The reply has to contain each record exactly as written.

Natural-language object grounding data:
*** Begin section ***

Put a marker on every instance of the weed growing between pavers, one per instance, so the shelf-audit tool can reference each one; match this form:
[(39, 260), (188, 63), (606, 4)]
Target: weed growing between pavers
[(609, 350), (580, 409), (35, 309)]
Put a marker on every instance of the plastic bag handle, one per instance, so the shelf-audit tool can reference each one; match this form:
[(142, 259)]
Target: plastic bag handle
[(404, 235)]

*** End section ***

Problem solution:
Put a marker on every instance of the weed growing between pavers, one per instance, so the shelf-audit tool can reference each one; match this form:
[(39, 260), (188, 63), (606, 4)]
Target: weed growing between pavers
[(609, 350), (580, 409), (35, 309)]
Put a marker on every instance of the plastic bag handle, one per instance, so the shelf-audit tool can reference each one; match this form:
[(142, 259)]
Target: plastic bag handle
[(404, 235)]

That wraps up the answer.